Closed Bug 7130 Opened 26 years ago Closed 25 years ago

IMAP: does not interpret double byte M-UTF-7 in folder names

Categories

(MailNews Core :: Internationalization, defect, P3)

x86
Windows NT
defect

Tracking

(Not tracked)

VERIFIED FIXED

People

(Reporter: jgmyers, Assigned: Bienvenu)

References

Details

(Whiteboard: [PDT+] ETA 2/15)

Two of my IMAP folders, "r&AOk-pertoires" and "wallace&-gromit", are not being displayed correctly in the folder pane.
Assignee: nhotta → bienvenu
Currently waiting for the converter (bug 6983). Reassigning to bienvenu@netscape.com. Adding cata@netscape.com, bobj@netscape.com to cc.
Are you saying I should be writing a utf-7 converter? I must be missing something. I know our code is #ifdeffed out, but I thought we were waiting for something from the i18n group.
No, Cata is going to write the converter. When the bug 6983 is resolved, please enable your code and resolve this bug. Sorry for the confusion.
Depends on: 6983
Depends on: 6814
No longer depends on: 6983
M-UTF-7 converter is now bug 6814.

▶ Detection examples
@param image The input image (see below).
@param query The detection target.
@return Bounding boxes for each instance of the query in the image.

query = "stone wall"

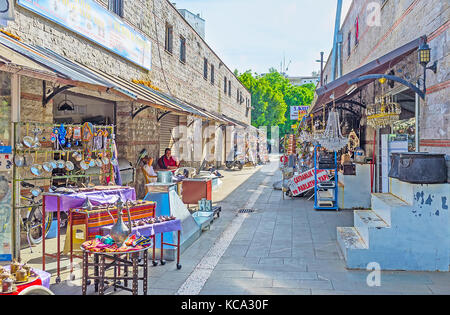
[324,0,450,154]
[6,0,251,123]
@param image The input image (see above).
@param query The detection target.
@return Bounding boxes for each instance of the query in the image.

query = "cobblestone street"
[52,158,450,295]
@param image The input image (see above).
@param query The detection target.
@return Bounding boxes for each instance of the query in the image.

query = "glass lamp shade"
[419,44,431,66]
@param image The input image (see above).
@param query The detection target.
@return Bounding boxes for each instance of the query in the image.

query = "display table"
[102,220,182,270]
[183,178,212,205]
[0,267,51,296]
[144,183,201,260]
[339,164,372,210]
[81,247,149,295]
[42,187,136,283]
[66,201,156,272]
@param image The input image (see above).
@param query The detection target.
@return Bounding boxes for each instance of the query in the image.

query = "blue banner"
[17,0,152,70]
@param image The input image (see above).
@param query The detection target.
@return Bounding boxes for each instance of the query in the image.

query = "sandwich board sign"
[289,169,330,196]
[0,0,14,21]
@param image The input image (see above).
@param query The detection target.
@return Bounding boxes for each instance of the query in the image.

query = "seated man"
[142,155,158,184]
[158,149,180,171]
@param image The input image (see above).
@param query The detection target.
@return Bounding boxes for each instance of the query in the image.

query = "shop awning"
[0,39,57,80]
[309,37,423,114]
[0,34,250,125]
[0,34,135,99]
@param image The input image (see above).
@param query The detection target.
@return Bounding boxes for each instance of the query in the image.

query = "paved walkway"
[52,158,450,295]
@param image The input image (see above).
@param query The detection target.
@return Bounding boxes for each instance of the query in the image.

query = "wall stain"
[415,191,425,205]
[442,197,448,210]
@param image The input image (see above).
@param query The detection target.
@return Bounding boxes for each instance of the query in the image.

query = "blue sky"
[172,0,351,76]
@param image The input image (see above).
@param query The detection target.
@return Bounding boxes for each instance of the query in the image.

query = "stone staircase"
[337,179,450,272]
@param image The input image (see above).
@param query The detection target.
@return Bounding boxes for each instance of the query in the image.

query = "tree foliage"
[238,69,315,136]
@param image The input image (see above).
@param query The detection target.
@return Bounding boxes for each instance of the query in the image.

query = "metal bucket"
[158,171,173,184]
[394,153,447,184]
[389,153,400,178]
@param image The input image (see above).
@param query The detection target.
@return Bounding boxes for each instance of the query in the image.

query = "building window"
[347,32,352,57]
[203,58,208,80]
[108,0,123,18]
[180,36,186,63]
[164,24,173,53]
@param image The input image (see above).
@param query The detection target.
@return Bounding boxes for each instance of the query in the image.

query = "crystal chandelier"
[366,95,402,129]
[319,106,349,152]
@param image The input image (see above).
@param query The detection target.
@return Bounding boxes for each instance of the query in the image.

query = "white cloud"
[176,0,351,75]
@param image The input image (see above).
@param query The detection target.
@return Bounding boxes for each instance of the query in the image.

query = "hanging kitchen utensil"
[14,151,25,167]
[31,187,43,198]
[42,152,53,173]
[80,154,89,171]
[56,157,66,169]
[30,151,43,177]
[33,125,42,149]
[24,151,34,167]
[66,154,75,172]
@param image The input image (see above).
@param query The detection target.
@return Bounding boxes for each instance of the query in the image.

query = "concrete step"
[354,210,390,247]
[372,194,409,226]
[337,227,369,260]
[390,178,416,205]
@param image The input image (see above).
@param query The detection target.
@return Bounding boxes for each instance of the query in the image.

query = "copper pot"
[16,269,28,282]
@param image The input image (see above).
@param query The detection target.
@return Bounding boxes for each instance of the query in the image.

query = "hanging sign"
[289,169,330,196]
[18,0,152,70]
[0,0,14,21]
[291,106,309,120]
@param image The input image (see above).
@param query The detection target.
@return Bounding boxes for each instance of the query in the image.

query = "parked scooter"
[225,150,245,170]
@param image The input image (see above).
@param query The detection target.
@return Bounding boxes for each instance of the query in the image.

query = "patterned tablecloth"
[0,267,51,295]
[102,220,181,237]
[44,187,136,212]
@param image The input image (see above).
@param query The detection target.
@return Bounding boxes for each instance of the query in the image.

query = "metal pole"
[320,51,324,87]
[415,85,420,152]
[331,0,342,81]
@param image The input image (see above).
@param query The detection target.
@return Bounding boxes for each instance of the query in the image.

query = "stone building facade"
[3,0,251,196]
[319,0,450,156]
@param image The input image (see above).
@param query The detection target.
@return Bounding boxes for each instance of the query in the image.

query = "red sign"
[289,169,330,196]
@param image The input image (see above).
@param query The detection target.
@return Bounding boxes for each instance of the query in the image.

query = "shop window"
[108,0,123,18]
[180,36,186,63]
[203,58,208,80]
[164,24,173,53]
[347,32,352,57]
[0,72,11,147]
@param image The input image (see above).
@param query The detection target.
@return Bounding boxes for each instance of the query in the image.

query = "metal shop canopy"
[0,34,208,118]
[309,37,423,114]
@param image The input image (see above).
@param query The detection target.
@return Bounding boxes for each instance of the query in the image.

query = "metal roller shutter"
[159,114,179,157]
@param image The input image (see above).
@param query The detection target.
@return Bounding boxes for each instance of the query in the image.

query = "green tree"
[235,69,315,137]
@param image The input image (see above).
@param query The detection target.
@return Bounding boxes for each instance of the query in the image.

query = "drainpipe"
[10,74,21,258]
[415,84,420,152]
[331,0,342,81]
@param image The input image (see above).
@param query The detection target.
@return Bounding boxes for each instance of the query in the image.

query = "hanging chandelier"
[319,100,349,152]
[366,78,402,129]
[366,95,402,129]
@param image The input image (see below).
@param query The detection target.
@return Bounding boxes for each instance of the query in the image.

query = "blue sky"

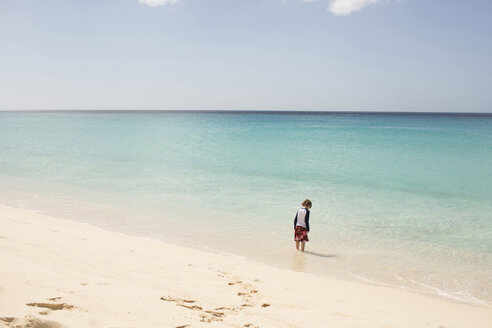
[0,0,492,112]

▶ STATED TASK 1
Can you retype the IMAP bug report from "Are you saying" up to and including "for the confusion."?
▶ STATED TASK 2
How would the paragraph of the IMAP bug report beginning "Currently waiting for the converter" read as a short bulleted list that keeps its main facts?
▶ STATED TASK 3
What is the Spanish translation of this sentence from the IMAP bug report: "When the bug 6983 is resolved, please enable your code and resolve this bug."?
The detection lines have no connection to the IMAP bug report.

▶ WRITTEN REPLY 1
Are you saying I should be writing a utf-7 converter? I must be missing something. I know our code is #ifdeffed out, but I thought we were waiting for something from the i18n group.
No, Cata is going to write the converter. When the bug 6983 is resolved, please enable your code and resolve this bug. Sorry for the confusion.

▶ WRITTEN REPLY 2
- Work is on hold until the converter from bug 6983 is ready.
- The bug is reassigned to bienvenu@netscape.com.
- cata@netscape.com and bobj@netscape.com are added to the cc list.

▶ WRITTEN REPLY 3
Cuando se resuelva el error 6983, por favor habilita tu código y resuelve este error.